**What you will do:**
- a) Do these statements agree with the article on The O.C.? (i) The show averaged 9.7 million viewers last season. (ii) Last season the show aired on Thursdays. (iii) NBC's Joey has been gaining viewers. For each, answer yes or no and quote the words of the article that decide it.
- b) Echo, word for word, the stretch of the article on The O.C. from "says Brad Adgate" through "traffic never faltered.".

When we last saw the hot teens of The O.C., Seth
was sailing off into the sunset, Ryan had left town, Marissa was
moving in with her mom, and Summer was in therapy. All were heartbroken.
The Fox show returns for
a second season (8 ET/PT) after six months off the air. And
the network, despite a baseball boost, has bombed with early-fall
reality shows, so it's depending on returning hits such as
The O.C. to regain its footing.
The teen soap, with its doubly appealing
cast (sexy teens and sexy adults) and story lines filled with
witty quips, brooding lovers, crazy brawls and constant problems,
was a huge draw for Fox on Wednesdays last season. The show
averaged 9.7 million viewers and was the No. 1 new drama among
the treasured 18-49 audience.
Now, in a fall filled with hit dramas, The O.C.
will try to muscle into a crowded Thursday, facing NBC's Joey, CBS'
Survivor and ABC's Extreme Makeover. There is obvious opportunity:
Those shows combined last week attracted just 38% of young adults
watching TV at the 8 p.m. hour. And Joey, not even close to Friends
fever, has been fading.
"Years ago, Fox put The Simpsons opposite
Cosby, and everyone said, 'Oh, my gosh, what are they doing?' "
says Brad Adgate of Horizon Media. "I think it's worth a gamble.
There's a lot of money to be made Thursday night; it's a good night
for cinema advertising. And The O.C. is one of the few hits coming
back."
Fans,
the network hopes, are ready.
"I
get the sense people are frustrated it's been gone so long,"
says Alan Sepinwall, author of Stop Being a Hater and Learn to Love
The O.C. "But they're excited it's coming back."
At TheOCshow.com
fan site, Webmaster Matt Rigney of Dallas says traffic never faltered.
"I don't think it matters how long the show has been off; fans
will be tuning in to see what happens."
The
biggest challenge for the new season: "Changing the show up,"

**Records provided:**
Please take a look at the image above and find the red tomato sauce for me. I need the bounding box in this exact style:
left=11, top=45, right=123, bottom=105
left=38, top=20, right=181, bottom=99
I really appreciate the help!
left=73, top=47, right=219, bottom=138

**Completed exercise:**
- a)
(i) Yes: "The show averaged 9.7 million viewers"
(ii) No: "was a huge draw for Fox on Wednesdays last season"
(iii) No: "And Joey, not even close to Friends fever, has been fading."

- b)
says Brad Adgate of Horizon Media. "I think it's worth a gamble.
There's a lot of money to be made Thursday night; it's a good night
for cinema advertising. And The O.C. is one of the few hits coming
back."
Fans,
the network hopes, are ready.
"I
get the sense people are frustrated it's been gone so long,"
says Alan Sepinwall, author of Stop Being a Hater and Learn to Love
The O.C. "But they're excited it's coming back."
At TheOCshow.com
fan site, Webmaster Matt Rigney of Dallas says traffic never faltered.